◆ **DATA PROVIDED**
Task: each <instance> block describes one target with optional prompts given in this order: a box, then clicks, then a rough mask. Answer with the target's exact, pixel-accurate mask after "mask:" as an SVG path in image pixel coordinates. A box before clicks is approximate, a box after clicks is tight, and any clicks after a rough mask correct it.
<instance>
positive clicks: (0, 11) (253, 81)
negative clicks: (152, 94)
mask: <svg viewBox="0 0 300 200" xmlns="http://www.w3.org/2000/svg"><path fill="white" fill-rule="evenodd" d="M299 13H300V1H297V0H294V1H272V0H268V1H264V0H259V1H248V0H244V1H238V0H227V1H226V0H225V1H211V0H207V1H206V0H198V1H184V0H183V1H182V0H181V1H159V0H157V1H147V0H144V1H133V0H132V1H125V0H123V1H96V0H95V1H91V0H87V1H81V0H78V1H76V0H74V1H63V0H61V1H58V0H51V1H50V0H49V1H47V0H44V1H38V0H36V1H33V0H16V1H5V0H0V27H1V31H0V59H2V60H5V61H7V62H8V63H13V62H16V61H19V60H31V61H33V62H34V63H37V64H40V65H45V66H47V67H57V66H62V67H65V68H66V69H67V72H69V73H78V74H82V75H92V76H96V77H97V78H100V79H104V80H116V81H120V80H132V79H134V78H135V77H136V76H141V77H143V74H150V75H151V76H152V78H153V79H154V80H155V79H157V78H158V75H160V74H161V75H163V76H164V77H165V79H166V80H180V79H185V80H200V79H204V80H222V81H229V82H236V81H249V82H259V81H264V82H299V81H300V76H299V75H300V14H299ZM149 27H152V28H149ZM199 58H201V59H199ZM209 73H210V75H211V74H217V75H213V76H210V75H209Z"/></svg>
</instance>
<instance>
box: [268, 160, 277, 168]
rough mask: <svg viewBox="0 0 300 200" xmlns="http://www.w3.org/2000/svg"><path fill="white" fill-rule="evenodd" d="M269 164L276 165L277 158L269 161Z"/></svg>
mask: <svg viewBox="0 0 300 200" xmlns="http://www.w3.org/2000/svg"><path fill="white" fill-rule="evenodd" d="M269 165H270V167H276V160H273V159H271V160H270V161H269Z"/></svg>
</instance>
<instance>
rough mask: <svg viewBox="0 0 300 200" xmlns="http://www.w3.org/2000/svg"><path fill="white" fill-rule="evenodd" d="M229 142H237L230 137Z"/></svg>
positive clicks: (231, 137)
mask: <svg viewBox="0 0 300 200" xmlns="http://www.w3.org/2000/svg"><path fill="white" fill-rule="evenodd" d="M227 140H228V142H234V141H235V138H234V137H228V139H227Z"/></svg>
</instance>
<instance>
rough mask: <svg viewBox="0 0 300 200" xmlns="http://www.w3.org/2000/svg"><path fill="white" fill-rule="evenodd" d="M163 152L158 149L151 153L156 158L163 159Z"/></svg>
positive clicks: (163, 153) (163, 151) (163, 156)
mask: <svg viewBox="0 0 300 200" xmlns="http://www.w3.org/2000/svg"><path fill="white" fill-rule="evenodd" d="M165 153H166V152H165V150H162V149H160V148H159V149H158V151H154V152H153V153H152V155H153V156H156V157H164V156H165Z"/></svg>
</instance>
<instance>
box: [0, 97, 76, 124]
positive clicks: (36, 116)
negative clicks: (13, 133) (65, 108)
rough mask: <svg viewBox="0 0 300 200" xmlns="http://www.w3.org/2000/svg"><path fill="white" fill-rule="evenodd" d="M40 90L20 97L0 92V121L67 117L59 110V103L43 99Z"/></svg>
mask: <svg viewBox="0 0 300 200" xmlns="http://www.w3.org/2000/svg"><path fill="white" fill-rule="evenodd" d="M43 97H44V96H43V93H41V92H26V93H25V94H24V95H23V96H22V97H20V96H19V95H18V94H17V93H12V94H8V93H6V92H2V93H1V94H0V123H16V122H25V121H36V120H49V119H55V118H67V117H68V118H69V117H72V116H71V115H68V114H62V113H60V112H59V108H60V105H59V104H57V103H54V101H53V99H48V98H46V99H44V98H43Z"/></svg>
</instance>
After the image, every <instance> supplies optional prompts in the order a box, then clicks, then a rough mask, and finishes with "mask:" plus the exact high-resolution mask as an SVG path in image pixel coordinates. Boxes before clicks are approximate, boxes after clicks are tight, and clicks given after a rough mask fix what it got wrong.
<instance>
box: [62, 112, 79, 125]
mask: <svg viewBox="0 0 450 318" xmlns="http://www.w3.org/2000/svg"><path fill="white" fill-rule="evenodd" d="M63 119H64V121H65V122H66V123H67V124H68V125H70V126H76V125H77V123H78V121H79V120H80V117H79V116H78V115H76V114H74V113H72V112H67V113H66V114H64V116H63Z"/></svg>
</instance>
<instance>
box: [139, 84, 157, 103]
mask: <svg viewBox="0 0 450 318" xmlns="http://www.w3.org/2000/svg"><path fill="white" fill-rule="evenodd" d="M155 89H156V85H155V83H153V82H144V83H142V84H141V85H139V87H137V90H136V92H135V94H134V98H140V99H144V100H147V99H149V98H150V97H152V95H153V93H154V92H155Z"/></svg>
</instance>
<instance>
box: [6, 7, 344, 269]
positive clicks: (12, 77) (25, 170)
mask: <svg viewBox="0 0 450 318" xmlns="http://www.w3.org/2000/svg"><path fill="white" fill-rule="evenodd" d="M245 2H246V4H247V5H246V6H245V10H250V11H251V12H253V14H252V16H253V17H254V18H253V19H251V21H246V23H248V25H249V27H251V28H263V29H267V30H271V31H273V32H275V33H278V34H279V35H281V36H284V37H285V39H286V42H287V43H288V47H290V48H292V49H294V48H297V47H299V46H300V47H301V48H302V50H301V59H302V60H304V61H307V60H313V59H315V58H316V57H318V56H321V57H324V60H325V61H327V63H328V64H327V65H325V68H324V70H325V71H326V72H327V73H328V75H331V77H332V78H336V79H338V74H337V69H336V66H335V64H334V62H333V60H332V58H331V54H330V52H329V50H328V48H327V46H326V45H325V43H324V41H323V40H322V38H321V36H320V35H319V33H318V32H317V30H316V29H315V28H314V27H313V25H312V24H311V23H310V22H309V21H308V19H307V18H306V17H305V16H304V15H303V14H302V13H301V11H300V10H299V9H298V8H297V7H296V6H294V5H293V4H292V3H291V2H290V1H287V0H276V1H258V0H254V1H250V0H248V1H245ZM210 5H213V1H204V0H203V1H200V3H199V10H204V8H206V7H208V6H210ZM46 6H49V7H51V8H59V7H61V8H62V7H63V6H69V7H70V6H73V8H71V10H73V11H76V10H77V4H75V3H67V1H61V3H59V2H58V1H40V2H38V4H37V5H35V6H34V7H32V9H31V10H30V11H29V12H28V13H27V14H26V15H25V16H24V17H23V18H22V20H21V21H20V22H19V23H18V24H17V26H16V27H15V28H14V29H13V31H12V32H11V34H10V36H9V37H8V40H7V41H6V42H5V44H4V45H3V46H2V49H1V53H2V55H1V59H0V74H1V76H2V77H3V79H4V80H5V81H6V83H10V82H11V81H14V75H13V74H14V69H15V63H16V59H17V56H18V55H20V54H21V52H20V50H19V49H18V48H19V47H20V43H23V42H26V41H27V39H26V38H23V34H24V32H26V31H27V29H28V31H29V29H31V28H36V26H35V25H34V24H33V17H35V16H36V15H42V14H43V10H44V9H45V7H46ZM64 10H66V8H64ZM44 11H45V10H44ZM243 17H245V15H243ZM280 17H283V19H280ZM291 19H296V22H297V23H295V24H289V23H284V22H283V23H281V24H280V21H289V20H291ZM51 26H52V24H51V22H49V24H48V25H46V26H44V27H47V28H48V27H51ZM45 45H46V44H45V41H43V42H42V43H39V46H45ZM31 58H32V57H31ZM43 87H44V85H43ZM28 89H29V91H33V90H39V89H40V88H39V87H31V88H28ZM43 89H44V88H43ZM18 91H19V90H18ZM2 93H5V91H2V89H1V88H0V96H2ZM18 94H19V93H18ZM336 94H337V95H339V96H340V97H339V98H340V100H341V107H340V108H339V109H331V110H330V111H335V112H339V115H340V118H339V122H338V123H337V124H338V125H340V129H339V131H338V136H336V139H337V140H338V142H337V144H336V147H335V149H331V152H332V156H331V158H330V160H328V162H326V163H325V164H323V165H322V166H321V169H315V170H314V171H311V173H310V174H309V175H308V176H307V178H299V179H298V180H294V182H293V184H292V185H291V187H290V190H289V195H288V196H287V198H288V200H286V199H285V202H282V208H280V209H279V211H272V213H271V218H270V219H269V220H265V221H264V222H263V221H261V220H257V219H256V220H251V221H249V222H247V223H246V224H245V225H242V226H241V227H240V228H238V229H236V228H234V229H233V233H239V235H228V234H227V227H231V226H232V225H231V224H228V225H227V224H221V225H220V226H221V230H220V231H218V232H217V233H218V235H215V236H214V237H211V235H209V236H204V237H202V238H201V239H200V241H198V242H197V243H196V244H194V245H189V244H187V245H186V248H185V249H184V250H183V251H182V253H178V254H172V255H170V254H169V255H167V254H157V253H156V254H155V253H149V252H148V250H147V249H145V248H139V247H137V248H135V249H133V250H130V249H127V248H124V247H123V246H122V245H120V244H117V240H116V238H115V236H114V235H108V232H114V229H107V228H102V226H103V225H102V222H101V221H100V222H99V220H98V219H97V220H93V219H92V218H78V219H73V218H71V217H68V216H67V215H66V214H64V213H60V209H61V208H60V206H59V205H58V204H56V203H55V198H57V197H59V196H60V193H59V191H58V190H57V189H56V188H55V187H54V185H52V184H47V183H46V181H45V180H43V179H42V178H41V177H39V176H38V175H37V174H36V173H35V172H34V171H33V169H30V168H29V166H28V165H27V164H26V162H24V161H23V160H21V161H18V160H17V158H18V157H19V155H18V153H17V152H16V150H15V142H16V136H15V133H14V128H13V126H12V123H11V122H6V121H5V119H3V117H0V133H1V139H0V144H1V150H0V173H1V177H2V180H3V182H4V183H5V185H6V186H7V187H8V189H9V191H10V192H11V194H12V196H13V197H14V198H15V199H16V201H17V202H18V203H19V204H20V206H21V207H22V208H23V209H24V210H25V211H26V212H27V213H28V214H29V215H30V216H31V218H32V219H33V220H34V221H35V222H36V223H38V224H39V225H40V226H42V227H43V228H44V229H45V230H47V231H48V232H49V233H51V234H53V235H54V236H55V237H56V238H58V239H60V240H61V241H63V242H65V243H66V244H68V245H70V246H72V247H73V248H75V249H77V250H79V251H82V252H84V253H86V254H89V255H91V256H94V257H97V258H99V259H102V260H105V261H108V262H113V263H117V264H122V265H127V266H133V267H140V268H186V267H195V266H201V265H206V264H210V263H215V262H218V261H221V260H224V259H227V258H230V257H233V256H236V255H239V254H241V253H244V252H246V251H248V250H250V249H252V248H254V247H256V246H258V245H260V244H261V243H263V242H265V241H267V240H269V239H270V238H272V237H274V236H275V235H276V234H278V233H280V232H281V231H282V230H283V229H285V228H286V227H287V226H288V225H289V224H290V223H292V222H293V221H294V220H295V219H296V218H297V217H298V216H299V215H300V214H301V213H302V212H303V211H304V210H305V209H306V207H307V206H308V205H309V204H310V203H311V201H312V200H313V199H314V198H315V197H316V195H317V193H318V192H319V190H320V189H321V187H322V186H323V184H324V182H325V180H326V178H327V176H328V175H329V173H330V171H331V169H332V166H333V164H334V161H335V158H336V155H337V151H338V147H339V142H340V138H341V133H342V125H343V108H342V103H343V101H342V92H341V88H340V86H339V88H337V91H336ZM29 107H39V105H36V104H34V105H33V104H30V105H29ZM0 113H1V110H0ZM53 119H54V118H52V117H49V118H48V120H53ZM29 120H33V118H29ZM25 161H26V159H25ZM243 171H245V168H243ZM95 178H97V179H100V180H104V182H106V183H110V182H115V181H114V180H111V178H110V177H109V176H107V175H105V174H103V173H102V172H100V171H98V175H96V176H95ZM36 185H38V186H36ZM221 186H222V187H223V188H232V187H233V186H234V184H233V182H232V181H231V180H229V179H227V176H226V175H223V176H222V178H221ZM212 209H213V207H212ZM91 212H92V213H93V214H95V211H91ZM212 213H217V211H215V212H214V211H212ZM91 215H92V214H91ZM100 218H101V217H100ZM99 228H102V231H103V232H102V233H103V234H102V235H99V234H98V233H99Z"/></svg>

◆ **AIM OF THE TASK**
Only one stretch is wanted, so please give again exactly the lines from the start of the data through the line containing "positive clicks: (0, 11) (253, 81)", both ends included.

◆ **RESPONSE**
Task: each <instance> block describes one target with optional prompts given in this order: a box, then clicks, then a rough mask. Answer with the target's exact, pixel-accurate mask after "mask:" as an SVG path in image pixel coordinates. A box before clicks is approximate, a box after clicks is tight, and any clicks after a rough mask correct it.
<instance>
positive clicks: (0, 11) (253, 81)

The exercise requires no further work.